→ Text segment:
<<<<
There’s also the matter of viewpoint. Will you attach the audience to what a single character experiences, or will you roam among several characters?

And there’s segmentation: How will you break your plot up into chunks? In literature, we have sentences, paragraphs, and chapters. In theatre, scenes and acts. In film, scenes and sequences (and sometimes reels or chapters). Even one-shot movies have moments of pause or shifts of viewpoint that mark off phases of the action.

These are forced choices that every storyteller must face. It’s these three–linearity, viewpoint, and segmentation–that Perplexing Plots relies on in order to analyze both mainstream storytelling and mystery fiction.

In addition, the craft requires the audience to be engaged–at least interested, at most emotionally moved. You must choose whether to get your audience to empathize with certain characters or to keep the characters remote and unknowable. Do you want to arouse anger, approval, or some other emotion? You must decide how the choices of linearity, viewpoint, and segmentation can trigger these responses.

For example, your plot can usually build empathy for a character by showing incidents in which that person is treated unfairly. Those actions will be more intense if they’re rendered from the character’s viewpoint. This is what Rian Johnson does in Knives Out when he shows Marta persecuted by the vindictive Thrombey family, and then exploited by Hugh. The disparity in power (David vs Goliath) heightens our sense of indignation and makes the finale seem to be poetic justice (My house/my rules).

Some emotions depend directly on choices about chronological sequence. If your plot signals that some past events are significant but then doesn’t reveal them, you’re using linearity to create curiosity. If the plot summons up anticipations about particular future story events, you create a degree of suspense. If your plot introduces an event that momentarily seems out of keeping with the linear story, you can summon up surprise.

Each of these “cognitive emotions” (“cognitive” because they rely on knowledge and belief) is shaped by perspective and segmentation. Creating curiosity, suspense, and surprise depends on viewpoint: each character will have different states of knowledge about the course of events. In Knives Out, Hugh Drysdale is not suffering curiosity about whodunit: he knows he did it. But because we’re attached to Marta and detective Benoît Blanc, we share their state of uncertainty–and suspense about what may come.

Similarly, decisions about segmentation will often be made based on the cognitive emotions in play. You might end a book chapter or a play’s act or a film’s scene on a note of curiosity (“Then whose body is in that grave?”), suspense (the stalker draws near the prey), or surprise (“I’m your father!”).
>>>>
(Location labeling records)
<<<<
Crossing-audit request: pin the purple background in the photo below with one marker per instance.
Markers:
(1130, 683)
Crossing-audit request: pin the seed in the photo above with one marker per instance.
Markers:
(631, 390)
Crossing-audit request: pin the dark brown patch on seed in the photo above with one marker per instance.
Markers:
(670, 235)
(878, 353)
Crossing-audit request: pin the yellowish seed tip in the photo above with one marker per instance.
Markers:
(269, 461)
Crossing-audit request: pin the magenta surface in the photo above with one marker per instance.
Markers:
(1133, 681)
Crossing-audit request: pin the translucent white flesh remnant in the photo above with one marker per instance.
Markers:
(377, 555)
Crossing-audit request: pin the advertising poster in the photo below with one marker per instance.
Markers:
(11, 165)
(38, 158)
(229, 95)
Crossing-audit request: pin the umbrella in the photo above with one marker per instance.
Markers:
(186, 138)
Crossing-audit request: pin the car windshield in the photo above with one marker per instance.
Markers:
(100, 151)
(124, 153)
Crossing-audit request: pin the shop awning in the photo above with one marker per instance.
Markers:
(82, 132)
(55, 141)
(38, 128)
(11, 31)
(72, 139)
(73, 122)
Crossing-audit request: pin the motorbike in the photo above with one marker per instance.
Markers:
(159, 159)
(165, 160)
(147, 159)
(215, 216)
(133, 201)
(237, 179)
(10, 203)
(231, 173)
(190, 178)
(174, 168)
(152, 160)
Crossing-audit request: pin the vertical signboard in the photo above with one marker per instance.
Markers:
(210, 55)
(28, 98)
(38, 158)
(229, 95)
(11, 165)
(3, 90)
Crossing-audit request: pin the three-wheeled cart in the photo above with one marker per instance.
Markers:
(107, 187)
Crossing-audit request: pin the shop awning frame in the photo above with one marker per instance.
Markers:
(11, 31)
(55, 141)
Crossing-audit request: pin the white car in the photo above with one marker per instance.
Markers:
>>>>
→ Given request: Please pick up the passage on storytelling craft after its final sentence and keep writing it in the same manner. These rows are separate material and have no connection to the passage on storytelling craft.

→ Result below:
As my examples from Knives Out suggest, the three tools I’ve picked out have special purposes in a mystery story. Perhaps one reason for the enduring popularity of mystery as a narrative device is its ingenious use of linearity, viewpoint, and segmentation to build cognitive emotions, especially curiosity. But a perennial problem of the genre is to build up other emotions. So we need sympathetic detectives and victims along with unsympathetic suspects, cops, and gangsters to engage us. Some writers also vamp up the suspense factor by putting the investigator in danger, a hallmark of hardboiled stories and domestic psychological thrillers (Rinehart, Eberhart, and their modern counterparts). Perplexing Plots traces some of these creative options through the history of mystery fiction.

 

Hidden stories

Evil Under the Sun (1982).

The mystery plot centered on an investigation tells two partial and overlapping stories. The investigation is presented as an effort to disclose what happened in the past, an incomplete and puzzling chain of events. Writers in the 1920s started to call this “the hidden story.”

In the standard case, the detective reveals those events and makes a single continuous story out of everything. The revelation is typically saved for the climax of the present-time story line, with the detective explaining the missing events in a summing-up. Often all the suspects are gathered and the detective reviews the evidence before presenting the solution to the puzzle. In other instances, the detective may confide the results to a friend or an official.

The summing-up is often a verbal performance, with the detective recounting the hidden story. A classic example is the Christie novel Evil Under the Sun (1941), in which Hercule Poirot explains to the assembled suspects how the crime was committed. To make this scene less monotonous onscreen, filmmakers often illustrate the hidden story by brief flashbacks, as in the 1982 film adaptation of the Christie novel. Johnson employs this strategy in Knives Out, supplying quick shots of how Hugh’s scheme was enacted.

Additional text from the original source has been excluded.